*Reading passage:*
________

I recently made the mistake of confessing a fantasy to a friend. I told him I dreamed of being a reclusive writer. Tame, I know, given the whole point of a fantasy is to go whole hog. Yet isn’t there something incredibly seductive about those mysterious figures who hide away? We imagine them toiling away in a remote mountain cabin or a Manhattan apartment and only rarely, and with much fanfare, releasing dispatches through an intricate web of agents and lawyers, dispatches that allow an anxiously waiting reading public to make sense of the chaos that has become our world. A guru who bursts forth every thirteen or seventeen years like a cicada.
Hermit, Thoreau wrote. I wonder what the world is doing now.
My friend cut to the chase. “You’re not famous enough to be reclusive,” he said. “Actually, you’re not famous at all. Maybe you’ll get some traction after you’re dead?”
Apart from the obvious — i.e., there’s always death and the possibility of posthumous resurrection — my wise friend might also be right that a person might need a certain amount of celebrity in order to be known for having disappeared. And to my discredit, deep down, I admit this is pretty attractive. I want to retreat from the world and think and write in solitude. At the same time I wouldn’t mind a few readers knowing I’m out here being all mysterious.
Orner? Wait, didn’t he kick for the Vikings?
No, no I’m talking about the writer, you know the dude that vanished…
A genuine recluse, of course, wouldn’t give a damn.
Lately, I’ve wondered if this odd fantasy is rooted in my uneasy relationship with how connected we all are with each other these days. Not long ago I was at a Literary Festival (so much for being reclusive) and I attended a panel discussion about the future of the book as the book. The prognosis, I learned, is inconclusive. Might have a few actual physical books in the future, might not. Only one thing didn’t seem in doubt at all, and that is the future of the writer of these inconclusive books. This future, we were told, is directly tied to having a personal online presence. A writer, one panelist declared, who doesn’t personally reach out to readers via social media is DOA.
This was alarming for several reasons. One is that I’ve tried it. I’m never quite sure what to say. I’ve shared things my friends are doing. “Teddy Finkel just got back from the trip of a lifetime in Banff!” I’ve also posted a few things I’m up to as well. But each time I’ve done so, there’s this dread. The impulse — now an industry — to spread good news about oneself far and wide has become soul-crushing. It makes me want to retreat into the garage (where the Wifi can’t find me) with my outmoded books and unfinished manuscripts. Maybe I’m just not that good at being myself. I’ve come to see social media as a skill like anything else. Some are talented at it; others, less so. I’m a mediocre interior decorator also. Nor can I cook, change the oil, or dance.
And yet if I don’t I’m DOA?
There is, though, a larger issue at stake. For me, the whole point of fiction has always been to forget about me. To paraphrase Eudora Welty, the most elemental aspect of the art of fiction is the challenge of seeing the world through another person’s eyes. I spend much of my life trying to live up to Welty’s gauntlet. There is something about the increased demand that fiction writers speak as themselves that feels like a violation of what I used to hold so sacred, the tenet that it is not about me but about the characters I create. I’ve always considered inventing people and introducing them into an already crowded, indifferent world to be an act of faith. The only faith I’ve got. It’s my way of saying that I love this planet and its people in spite of everything we do every day to kill it — and each other.

________

*Aim 1:* Print the entries below, from their first line through the line containing "x=433, y=316", inclusive.
The entries that follow bear no relation to the essay above.

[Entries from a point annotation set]
________

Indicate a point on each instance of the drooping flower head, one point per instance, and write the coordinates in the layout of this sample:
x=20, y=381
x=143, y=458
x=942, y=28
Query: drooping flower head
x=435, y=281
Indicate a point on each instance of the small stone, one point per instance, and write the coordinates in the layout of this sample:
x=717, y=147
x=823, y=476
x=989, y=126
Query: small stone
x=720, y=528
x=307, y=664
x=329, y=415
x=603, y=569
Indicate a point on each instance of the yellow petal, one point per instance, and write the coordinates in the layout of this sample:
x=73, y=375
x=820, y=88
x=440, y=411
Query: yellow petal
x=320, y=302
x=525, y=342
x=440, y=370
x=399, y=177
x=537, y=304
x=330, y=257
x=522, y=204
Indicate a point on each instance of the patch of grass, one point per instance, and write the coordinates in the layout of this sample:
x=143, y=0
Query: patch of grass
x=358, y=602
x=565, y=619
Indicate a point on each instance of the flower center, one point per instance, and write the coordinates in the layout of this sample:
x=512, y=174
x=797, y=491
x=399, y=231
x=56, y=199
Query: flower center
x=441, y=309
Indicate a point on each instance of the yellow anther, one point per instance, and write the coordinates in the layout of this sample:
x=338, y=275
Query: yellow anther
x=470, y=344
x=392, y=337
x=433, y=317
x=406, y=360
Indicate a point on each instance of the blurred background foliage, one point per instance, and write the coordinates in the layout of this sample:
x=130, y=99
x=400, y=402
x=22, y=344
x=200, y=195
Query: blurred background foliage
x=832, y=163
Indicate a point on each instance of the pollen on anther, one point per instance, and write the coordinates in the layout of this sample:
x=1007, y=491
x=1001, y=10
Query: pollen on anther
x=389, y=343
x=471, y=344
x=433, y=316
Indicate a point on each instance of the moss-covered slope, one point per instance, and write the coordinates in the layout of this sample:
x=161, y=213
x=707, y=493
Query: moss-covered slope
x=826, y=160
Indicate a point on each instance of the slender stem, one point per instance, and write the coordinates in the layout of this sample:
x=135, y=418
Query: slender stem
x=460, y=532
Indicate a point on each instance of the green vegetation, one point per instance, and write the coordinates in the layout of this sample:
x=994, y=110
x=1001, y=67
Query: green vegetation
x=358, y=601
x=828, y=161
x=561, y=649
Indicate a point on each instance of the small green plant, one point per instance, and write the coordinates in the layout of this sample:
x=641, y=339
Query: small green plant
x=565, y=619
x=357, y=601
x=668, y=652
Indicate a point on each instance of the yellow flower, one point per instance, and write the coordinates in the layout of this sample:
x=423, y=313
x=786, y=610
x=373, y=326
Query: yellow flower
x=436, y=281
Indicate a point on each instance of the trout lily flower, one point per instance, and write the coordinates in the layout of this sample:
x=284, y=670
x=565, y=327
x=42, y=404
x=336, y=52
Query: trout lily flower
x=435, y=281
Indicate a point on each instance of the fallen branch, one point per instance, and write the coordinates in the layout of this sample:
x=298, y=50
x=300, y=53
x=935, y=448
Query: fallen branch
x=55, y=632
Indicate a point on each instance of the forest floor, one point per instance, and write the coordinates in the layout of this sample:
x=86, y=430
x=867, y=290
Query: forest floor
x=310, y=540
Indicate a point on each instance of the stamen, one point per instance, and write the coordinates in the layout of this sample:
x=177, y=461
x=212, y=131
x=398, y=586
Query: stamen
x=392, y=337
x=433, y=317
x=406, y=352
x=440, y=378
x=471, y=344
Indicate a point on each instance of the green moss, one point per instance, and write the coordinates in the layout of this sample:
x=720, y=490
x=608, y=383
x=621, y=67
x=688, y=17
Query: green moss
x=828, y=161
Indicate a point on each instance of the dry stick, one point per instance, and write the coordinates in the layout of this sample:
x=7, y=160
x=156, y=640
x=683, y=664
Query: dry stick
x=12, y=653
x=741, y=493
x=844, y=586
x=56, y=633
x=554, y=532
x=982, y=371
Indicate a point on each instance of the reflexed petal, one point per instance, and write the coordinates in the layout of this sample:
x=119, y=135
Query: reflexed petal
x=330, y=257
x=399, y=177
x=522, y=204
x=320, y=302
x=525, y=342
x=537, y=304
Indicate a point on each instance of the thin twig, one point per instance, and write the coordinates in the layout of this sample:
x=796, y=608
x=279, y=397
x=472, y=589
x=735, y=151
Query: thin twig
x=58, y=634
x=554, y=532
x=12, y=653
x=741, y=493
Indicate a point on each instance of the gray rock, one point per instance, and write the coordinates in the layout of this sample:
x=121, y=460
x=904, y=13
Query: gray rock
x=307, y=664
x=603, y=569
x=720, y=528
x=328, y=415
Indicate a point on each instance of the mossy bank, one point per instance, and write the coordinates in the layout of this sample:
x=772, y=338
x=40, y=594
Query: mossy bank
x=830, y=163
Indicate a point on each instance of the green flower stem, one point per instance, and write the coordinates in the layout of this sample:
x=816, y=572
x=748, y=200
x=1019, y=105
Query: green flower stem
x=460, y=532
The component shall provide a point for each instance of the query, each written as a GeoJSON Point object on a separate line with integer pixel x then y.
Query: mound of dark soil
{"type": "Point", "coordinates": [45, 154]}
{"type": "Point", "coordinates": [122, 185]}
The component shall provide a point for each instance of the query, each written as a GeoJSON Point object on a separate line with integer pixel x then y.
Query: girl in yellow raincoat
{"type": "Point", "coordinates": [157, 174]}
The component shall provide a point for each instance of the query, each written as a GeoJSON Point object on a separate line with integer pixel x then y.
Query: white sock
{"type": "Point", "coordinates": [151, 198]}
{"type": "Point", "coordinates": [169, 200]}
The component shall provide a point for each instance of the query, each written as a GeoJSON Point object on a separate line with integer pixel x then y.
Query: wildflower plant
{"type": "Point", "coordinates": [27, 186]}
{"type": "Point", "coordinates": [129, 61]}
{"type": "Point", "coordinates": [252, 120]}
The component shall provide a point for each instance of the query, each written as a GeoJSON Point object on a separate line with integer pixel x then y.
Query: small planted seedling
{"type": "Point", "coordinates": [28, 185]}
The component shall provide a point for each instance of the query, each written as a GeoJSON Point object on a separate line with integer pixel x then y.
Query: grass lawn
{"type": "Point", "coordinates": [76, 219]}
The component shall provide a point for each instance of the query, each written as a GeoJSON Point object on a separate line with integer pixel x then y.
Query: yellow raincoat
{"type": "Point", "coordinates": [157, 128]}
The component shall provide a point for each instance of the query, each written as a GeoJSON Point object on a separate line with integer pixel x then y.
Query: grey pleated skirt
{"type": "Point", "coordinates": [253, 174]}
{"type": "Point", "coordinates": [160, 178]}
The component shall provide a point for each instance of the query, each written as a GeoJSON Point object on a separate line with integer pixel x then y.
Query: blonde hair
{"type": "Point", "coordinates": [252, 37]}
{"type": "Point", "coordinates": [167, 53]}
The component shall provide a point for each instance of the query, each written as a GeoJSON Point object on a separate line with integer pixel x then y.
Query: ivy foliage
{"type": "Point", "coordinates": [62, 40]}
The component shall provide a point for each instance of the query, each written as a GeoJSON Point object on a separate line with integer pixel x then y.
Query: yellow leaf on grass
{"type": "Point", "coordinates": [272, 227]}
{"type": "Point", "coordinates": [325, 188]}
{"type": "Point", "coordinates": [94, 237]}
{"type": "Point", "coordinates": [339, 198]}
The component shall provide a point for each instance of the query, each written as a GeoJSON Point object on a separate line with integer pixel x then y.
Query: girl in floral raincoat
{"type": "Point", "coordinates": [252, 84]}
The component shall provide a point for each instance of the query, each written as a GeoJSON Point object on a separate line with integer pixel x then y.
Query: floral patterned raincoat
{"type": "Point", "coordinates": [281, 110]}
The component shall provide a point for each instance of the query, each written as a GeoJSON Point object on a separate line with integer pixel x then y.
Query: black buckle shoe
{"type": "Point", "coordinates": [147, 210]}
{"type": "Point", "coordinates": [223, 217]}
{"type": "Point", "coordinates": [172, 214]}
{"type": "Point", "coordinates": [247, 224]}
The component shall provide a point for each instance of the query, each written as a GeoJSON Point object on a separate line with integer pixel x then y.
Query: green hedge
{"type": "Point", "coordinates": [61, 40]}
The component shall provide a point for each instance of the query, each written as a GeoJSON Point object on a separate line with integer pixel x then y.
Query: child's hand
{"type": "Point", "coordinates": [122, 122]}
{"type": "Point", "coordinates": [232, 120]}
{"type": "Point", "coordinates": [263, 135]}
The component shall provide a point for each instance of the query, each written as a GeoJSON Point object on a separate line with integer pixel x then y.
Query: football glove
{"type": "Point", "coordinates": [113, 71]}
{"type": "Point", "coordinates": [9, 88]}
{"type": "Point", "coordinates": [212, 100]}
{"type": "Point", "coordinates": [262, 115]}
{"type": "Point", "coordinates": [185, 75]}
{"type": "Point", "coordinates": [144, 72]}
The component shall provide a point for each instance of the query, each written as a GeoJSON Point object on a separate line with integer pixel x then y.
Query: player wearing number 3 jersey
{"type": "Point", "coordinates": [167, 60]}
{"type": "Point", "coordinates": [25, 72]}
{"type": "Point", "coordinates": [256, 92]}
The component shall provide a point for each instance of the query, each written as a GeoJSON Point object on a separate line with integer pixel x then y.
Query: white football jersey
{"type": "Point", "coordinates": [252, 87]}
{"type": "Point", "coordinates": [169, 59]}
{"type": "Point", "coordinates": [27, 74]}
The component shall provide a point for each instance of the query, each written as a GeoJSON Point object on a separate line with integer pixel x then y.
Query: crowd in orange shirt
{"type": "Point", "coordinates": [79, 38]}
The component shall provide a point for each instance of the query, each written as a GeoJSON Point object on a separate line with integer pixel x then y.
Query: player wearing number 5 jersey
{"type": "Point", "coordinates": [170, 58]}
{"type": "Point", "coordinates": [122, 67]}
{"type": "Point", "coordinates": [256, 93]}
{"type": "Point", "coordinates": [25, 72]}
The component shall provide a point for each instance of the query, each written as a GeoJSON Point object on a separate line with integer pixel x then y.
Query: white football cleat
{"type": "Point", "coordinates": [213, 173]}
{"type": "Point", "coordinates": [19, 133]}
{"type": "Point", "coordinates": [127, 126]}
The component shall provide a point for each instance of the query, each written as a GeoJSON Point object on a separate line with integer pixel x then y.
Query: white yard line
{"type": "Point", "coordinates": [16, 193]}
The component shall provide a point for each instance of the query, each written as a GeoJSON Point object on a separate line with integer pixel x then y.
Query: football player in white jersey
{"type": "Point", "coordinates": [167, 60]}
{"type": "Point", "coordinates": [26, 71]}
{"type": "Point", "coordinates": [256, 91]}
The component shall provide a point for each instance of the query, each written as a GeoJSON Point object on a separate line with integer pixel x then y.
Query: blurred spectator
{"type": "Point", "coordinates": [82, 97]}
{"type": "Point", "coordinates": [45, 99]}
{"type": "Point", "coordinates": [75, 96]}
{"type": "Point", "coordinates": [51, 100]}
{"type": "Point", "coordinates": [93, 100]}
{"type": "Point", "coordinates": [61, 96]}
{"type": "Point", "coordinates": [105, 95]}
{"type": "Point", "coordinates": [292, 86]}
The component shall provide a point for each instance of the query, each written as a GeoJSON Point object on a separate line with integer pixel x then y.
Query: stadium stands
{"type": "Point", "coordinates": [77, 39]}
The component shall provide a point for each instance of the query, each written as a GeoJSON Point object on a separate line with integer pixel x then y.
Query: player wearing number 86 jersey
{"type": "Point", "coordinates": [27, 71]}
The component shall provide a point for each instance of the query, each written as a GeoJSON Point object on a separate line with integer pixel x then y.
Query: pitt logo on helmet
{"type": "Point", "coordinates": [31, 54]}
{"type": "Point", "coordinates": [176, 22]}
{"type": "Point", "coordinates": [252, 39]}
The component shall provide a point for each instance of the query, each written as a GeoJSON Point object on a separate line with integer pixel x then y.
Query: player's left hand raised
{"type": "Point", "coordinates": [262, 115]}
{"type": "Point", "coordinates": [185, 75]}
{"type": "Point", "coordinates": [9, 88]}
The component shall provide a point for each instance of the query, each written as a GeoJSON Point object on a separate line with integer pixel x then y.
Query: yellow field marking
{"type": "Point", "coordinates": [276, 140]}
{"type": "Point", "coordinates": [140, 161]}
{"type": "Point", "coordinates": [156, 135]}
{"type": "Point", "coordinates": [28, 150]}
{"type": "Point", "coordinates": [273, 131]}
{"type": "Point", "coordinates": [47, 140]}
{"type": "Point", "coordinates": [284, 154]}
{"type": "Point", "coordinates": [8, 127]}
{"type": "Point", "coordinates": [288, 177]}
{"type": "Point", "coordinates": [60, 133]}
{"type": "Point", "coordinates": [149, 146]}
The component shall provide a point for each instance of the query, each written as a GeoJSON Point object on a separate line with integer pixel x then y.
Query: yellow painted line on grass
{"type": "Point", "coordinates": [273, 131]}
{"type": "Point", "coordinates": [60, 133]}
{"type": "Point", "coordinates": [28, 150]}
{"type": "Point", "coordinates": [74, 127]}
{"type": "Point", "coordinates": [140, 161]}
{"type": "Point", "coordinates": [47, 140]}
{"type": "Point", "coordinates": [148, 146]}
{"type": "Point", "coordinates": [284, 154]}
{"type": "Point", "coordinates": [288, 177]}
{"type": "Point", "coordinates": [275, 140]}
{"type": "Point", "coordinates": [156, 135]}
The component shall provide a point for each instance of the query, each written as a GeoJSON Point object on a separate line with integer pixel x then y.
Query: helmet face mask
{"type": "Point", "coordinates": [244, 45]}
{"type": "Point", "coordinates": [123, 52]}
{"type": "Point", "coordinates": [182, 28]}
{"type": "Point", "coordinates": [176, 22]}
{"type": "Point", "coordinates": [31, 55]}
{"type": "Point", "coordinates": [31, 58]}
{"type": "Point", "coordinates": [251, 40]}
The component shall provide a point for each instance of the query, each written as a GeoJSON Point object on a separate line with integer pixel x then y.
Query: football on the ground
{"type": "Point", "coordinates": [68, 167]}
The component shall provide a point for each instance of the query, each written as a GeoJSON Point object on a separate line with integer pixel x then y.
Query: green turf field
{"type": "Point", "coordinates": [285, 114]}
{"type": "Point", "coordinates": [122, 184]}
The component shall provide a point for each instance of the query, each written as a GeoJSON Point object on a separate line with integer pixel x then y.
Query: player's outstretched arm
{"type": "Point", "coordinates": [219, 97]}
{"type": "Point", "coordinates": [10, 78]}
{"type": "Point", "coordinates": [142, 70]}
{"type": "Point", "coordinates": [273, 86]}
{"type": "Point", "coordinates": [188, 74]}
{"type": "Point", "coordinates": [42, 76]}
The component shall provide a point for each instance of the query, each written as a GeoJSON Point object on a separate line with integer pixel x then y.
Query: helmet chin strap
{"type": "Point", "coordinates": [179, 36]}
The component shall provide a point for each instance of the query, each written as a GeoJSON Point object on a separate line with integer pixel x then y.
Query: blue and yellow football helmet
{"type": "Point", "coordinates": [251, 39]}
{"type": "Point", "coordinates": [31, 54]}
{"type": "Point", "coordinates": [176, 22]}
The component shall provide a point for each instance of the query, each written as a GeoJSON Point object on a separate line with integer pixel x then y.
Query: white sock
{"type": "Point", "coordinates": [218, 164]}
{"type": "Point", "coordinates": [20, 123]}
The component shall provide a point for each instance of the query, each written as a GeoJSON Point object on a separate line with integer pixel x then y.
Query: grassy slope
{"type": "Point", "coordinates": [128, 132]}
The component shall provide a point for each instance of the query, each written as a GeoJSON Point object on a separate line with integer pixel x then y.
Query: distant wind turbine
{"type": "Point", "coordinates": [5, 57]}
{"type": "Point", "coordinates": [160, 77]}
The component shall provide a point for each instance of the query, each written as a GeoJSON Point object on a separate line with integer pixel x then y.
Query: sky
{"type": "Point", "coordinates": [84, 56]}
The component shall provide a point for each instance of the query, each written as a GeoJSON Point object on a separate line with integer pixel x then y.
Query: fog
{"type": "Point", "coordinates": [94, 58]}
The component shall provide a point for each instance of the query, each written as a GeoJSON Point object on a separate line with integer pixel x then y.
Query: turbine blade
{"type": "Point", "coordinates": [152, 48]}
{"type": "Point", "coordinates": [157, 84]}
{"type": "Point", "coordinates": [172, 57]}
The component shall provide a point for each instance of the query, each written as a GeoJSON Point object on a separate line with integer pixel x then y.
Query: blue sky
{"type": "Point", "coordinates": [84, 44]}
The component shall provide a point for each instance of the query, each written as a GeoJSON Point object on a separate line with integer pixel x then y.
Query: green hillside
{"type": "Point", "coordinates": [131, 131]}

________

*Aim 2:* According to a panelist quoted in the essay about wanting to be a reclusive writer, what happens to a writer who does not personally reach out to readers via social media?

*Written reply 1:*
Indicate a point on each instance of the drooping flower head, one point per instance, and write the coordinates in the layout of this sample:
x=20, y=381
x=143, y=458
x=942, y=28
Query: drooping flower head
x=435, y=281
Indicate a point on each instance of the small stone, one point per instance, and write the coordinates in the layout of this sample:
x=717, y=147
x=823, y=476
x=989, y=126
Query: small stone
x=720, y=528
x=307, y=664
x=329, y=415
x=603, y=569
Indicate a point on each instance of the yellow petal, one point per instance, and write the coordinates in the layout of this sample:
x=73, y=375
x=820, y=88
x=440, y=411
Query: yellow petal
x=320, y=302
x=525, y=342
x=440, y=370
x=399, y=177
x=537, y=304
x=330, y=257
x=522, y=204
Indicate a point on each instance of the patch of grass, one point per instance, and write the coordinates in the layout of this sample:
x=143, y=0
Query: patch of grass
x=358, y=602
x=565, y=619
Indicate a point on each instance of the flower center, one point per instance, and write the coordinates in the layout of this sample:
x=512, y=174
x=797, y=491
x=399, y=231
x=56, y=199
Query: flower center
x=441, y=309
Indicate a point on each instance of the yellow anther, one point per instance, and write the coordinates in the layout of this sample:
x=338, y=275
Query: yellow anther
x=470, y=344
x=392, y=337
x=433, y=317
x=406, y=360
Indicate a point on each instance of the blurred background foliage, one point per instance, and write the coordinates in the layout of this sample:
x=130, y=99
x=400, y=402
x=22, y=344
x=200, y=195
Query: blurred background foliage
x=832, y=163
Indicate a point on each instance of the pollen on anther, one point per instance, and write the coordinates in the layout of this sample:
x=1007, y=491
x=1001, y=10
Query: pollen on anther
x=389, y=343
x=471, y=344
x=433, y=316

*Written reply 2:* Such a writer is DOA.